CONSIGNE ÉCRITE A: D'après le texte fourni, à quelle date le jugement attaqué a-t-il été prononcé ?
CONSIGNE ÉCRITE B: Modifiez le passage du texte fourni allant de « Madame K. sollicite » jusqu'à « au premier juge. » en substituant « la juridiction d'appel » à « la cour ».
CONSIGNE ÉCRITE C: Relevez toutes les dates mentionnées dans le texte fourni, qu'elles indiquent un jour précis ou seulement un mois et une année.

TEXTE FOURNI:
◇ ◇ ◇

Madame K. a demandé au tribunal de déclarer les juridictions belges incompétentes pour connaître de la cause.
Le jugement attaqué, prononcé le 24 juin 2008 déclare les juridictions belges compétentes pour connaître de la cause, réserve pour le surplus et met la cause en continuation à l'audience du 17 novembre 2008.
Madame K. sollicite la réformation de ce jugement et demande à la cour :
– à titre principal, de dire que les juridictions belges ne sont pas compétentes pour connaître de la demande en application de l'art. 10 du règlement Bruxelles IIbis ;
– à titre subsidiaire, de dire que les juridictions polonaises sont mieux placées pour connaître de la cause, sur pied de l'art. 15, para. 5 du règlement Bruxelles IIbis.
Monsieur E.F. demande à la cour :
– à titre principal, de déclarer l'appel irrecevable ;
– à titre subsidiaire, de déclarer l'appel non fondé et de renvoyer la cause au premier juge.
LES FAITS
Monsieur Mehdi E.F., de nationalités marocaine et française, et madame Karolina K., de nationalité polonaise, se sont rencontrés en novembre 2005 à... (France), où ils étaient tous les deux étudiants.
Madame K. s'est rapidement retrouvée enceinte et a accouché le à...(Pologne), de l'enfant N, qui a été reconnu par monsieur E.F.
Les parties ont cohabité en Pologne où habite la famille de madame K., puis à Bruxelles où monsieur E.F. a trouvé un emploi à partir du 1er janvier 2007.
Elles ont rompu leur relation affective en février 2007 mais ont continué à vivre sous le même toit jusqu'au 31 juillet 2007.
En juillet 2007, madame K. a encore passé des vacances, avec N, dans la famille de monsieur E.F. au Maroc.
Le 1er août 2007, madame K. est retournée en Pologne avec N. C'est ce retour qui fait l'objet de controverses entre les parties.

◇ ◇ ◇

ENTRÉES FOURNIES:

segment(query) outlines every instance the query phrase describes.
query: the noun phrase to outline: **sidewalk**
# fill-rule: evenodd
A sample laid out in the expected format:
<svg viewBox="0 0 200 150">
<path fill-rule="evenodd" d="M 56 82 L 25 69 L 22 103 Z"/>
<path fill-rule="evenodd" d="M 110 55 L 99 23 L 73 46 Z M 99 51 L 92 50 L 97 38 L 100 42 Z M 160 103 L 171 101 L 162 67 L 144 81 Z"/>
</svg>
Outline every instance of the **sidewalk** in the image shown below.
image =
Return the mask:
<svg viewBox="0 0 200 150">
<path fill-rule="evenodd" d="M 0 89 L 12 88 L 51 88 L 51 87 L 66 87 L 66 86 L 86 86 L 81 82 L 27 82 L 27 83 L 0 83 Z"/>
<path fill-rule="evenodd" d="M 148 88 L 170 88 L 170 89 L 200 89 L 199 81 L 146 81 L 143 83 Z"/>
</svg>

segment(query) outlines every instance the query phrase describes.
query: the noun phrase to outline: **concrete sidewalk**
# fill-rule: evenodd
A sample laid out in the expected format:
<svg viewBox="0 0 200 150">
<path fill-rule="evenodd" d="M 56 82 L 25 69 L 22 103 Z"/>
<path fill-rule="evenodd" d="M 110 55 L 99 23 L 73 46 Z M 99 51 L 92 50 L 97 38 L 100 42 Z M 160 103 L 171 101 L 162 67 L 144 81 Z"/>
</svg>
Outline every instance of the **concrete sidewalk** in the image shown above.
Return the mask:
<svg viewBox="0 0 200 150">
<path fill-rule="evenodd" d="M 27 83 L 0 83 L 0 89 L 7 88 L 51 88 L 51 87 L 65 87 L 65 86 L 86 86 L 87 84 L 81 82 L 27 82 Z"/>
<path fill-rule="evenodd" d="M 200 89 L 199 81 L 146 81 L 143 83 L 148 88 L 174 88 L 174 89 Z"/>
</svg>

◇ ◇ ◇

RÉPONSE RÉDIGÉE A: Le 24 juin 2008.

RÉPONSE RÉDIGÉE B:
Madame K. sollicite la réformation de ce jugement et demande à la juridiction d'appel :
– à titre principal, de dire que les juridictions belges ne sont pas compétentes pour connaître de la demande en application de l'art. 10 du règlement Bruxelles IIbis ;
– à titre subsidiaire, de dire que les juridictions polonaises sont mieux placées pour connaître de la cause, sur pied de l'art. 15, para. 5 du règlement Bruxelles IIbis.
Monsieur E.F. demande à la juridiction d'appel :
– à titre principal, de déclarer l'appel irrecevable ;
– à titre subsidiaire, de déclarer l'appel non fondé et de renvoyer la cause au premier juge.

RÉPONSE RÉDIGÉE C:
- 24 juin 2008
- 17 novembre 2008
- novembre 2005
- 1er janvier 2007
- février 2007
- 31 juillet 2007
- juillet 2007
- 1er août 2007